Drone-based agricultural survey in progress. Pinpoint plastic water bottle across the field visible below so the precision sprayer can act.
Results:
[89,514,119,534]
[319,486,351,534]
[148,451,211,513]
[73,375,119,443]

____

DIRECTIONS FOR THIS TASK: Please quote the listing above word for word, keeping every line.

RESULT OF THE TASK:
Drone-based agricultural survey in progress. Pinpoint plastic water bottle across the field visible below so the precision sprayer can act.
Results:
[89,514,119,534]
[319,486,351,534]
[148,451,211,513]
[73,375,119,443]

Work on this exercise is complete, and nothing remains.